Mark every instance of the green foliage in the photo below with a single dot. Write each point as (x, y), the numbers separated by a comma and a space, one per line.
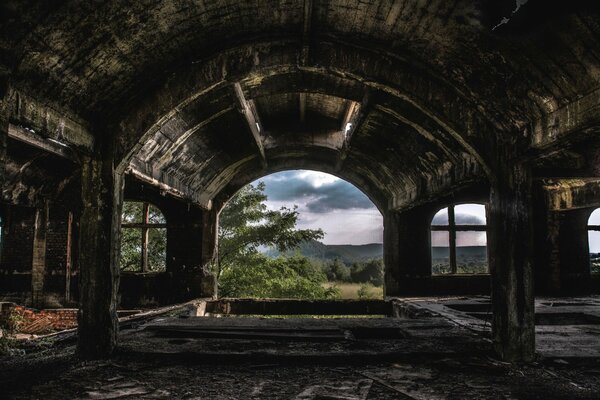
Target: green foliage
(260, 276)
(337, 271)
(245, 224)
(131, 239)
(10, 325)
(367, 291)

★ ★ ★ ★ ★

### REQUIREMENT
Please list every line of the entries above that contains the word "foliage", copying each such line in full.

### FINISHED EXERCISE
Mark every instance of the green foliage in the photo below with a single dot. Write each point as (x, y), the numbers separated by a comma and a space, one per line.
Target: green foliage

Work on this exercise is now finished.